Items listed in a dataset
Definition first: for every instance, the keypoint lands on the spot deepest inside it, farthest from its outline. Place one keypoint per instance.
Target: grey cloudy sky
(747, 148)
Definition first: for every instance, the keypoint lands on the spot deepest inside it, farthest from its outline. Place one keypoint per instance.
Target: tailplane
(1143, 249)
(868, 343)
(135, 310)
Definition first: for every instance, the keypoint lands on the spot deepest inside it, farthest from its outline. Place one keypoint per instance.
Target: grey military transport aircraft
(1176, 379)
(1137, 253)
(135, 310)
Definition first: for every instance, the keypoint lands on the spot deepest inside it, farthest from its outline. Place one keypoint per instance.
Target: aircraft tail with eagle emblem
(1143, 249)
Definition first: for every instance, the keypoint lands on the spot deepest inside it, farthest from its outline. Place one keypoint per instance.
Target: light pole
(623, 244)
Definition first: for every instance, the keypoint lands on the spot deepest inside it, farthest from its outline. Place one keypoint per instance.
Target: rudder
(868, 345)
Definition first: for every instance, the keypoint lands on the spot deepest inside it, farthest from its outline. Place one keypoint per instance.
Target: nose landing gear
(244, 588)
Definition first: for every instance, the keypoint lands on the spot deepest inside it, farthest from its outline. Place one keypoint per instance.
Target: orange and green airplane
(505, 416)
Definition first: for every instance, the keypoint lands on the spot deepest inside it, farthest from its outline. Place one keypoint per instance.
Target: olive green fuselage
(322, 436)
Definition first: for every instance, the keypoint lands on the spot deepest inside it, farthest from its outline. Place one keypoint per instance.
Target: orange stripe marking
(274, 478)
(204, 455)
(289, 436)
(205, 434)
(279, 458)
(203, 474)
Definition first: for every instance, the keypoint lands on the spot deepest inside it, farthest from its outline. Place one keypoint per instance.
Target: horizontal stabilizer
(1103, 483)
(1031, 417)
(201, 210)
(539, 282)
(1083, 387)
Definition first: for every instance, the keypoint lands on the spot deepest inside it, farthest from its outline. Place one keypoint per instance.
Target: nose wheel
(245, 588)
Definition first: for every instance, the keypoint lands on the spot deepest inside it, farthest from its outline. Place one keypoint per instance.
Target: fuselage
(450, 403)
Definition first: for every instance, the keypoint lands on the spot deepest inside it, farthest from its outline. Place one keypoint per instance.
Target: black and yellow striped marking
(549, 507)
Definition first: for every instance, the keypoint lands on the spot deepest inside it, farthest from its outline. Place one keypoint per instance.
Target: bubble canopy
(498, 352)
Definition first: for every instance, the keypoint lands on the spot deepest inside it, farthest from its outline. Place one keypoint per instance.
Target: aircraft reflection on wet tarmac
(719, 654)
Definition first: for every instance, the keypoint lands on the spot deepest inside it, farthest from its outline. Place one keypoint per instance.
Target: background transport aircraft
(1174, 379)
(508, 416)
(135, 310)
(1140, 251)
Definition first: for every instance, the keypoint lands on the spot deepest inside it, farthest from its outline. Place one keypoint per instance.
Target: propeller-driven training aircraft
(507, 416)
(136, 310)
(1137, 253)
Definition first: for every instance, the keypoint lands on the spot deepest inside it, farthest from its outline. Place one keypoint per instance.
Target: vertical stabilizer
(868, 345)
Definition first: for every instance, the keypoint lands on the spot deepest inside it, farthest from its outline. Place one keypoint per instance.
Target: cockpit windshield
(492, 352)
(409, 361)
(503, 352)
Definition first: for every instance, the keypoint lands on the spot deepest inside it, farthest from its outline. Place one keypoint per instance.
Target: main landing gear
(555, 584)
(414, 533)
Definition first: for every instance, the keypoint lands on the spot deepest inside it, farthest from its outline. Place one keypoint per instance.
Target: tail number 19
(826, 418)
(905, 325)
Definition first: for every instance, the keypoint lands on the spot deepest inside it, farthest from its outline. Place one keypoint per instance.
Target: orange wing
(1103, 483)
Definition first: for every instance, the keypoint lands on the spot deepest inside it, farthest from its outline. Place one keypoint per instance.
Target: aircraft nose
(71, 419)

*EXERCISE REQUIREMENTS*: The answer must be an exact copy of every record above.

*COMPLETED EXERCISE*:
Definition first: for every instance, the keypoint lands on the spot deepest inside it, farthest from its outline. Place one keypoint per instance.
Target: grey cloudy sky
(747, 148)
Definition first: for every instance, the keypoint lands on the spot deepest inside it, farthest from its outline. Place one keypoint per instance.
Target: tailplane
(1143, 249)
(868, 343)
(135, 310)
Definition first: for every instance, the keypoint lands on the spot deepest inside it, farthest from its outline. Place one keypoint per instance.
Target: grey military transport aircraft
(1176, 379)
(1137, 253)
(135, 310)
Definition first: for every instance, the keypoint lands on the spot deepest inside it, farthest from its outline. Place one keypoint per instance.
Target: aircraft tail with eagle emblem
(1143, 249)
Definition first: for every instance, the keypoint lands on the spot deepest inside it, farthest from its outline. Place one keypoint per instance.
Target: light pole
(623, 244)
Definition first: for every instance, the keypoint lands on the spot deepest inside it, farthest from its outline. Place one keypoint per instance.
Target: rudder
(868, 345)
Definition first: for every instance, the keypoint lands on the spot deepest inside it, farthest from its outline. Place one keypoint per instance.
Target: nose landing gear
(244, 588)
Definition first: for every instance, the keypoint lands on the spot deepest inside it, farthest from its outline. Place one keypoint per instance.
Target: orange and green airplane
(505, 416)
Definition first: for every instance, the keypoint lands on the spot deepest inside it, farthest from its outline. Place one keypoint per instance.
Target: olive green fuselage
(322, 436)
Definition first: for every instance, the keypoint lands on the spot deepest inside it, farthest from its outline. Place one keypoint per instance.
Target: orange stripe marking
(274, 478)
(204, 455)
(289, 436)
(205, 434)
(279, 458)
(203, 474)
Definition first: for every instance, the keypoint lands on the spot deepest inside it, farthest from its outline. Place one keypoint per instance.
Target: horizontal stabilizer
(1103, 483)
(1031, 417)
(201, 210)
(539, 282)
(1083, 387)
Definition first: for every instance, the keypoint lands on the spot deepest inside it, farthest from its outline. Place one keypoint per instance.
Target: nose wheel
(245, 588)
Definition first: for every instance, the keypoint lands on the spot deepest inside it, farthest from its outline. Place one keypoint per instance.
Target: fuselage
(450, 403)
Definition first: for every instance, the keypoint lands on the spot deepest inside it, farthest from its outline. Place one keypoint per instance.
Target: black and yellow striped marking
(549, 507)
Definition first: for every instance, the keypoint lands on the spot deepest inside it, farthest from its outline. Place one keypoint per instance.
Target: bubble canopy
(498, 352)
Definition first: for every instance, the keypoint lands on the spot deepest inside it, farthest from its outline. Place one keypoint per instance.
Target: aircraft reflection on wet tarmac
(719, 654)
Definition first: for every instance, the keypoint lands on the spot deepest inside it, farthest from its outline. Place one keypoint per instance.
Target: background transport aircraft
(1174, 379)
(508, 416)
(135, 310)
(1140, 251)
Definition first: for every instance, the keypoint lands on the spot deepest inside it, farthest from its outline. Place one keypoint per instance.
Target: propeller-driven training aircraft
(507, 416)
(136, 310)
(1137, 253)
Definition first: for every instance, the keypoint lands on the spot deepest inside it, farthest from its outline. Place one keypoint per instance.
Target: vertical stabilizer
(868, 345)
Definition first: for every instance, the keypoint lands on the spot deepest inside it, farthest from its outline. Place one keypoint per instance.
Target: cockpit windshield
(492, 352)
(409, 361)
(503, 352)
Definition first: for every instance, the keypoint lands on the spot deepest inside it, farthest from its outline. Place one keypoint per instance.
Target: main landing gear
(555, 584)
(414, 533)
Definition first: for every instance, the keypoint lands on the spot deepest inside it, farthest from its outline. Place one keypoint per instance.
Target: tail number 19
(826, 418)
(905, 325)
Definition first: for every instance, the keypoint lands on the spot deepest inside it, farthest from its outline. Place one keypoint per instance.
Target: orange wing
(1103, 483)
Definition first: for every instance, the keypoint lands on the spot deepest inside it, farthest from its outline. Place one keypoint per instance.
Target: aircraft nose
(71, 419)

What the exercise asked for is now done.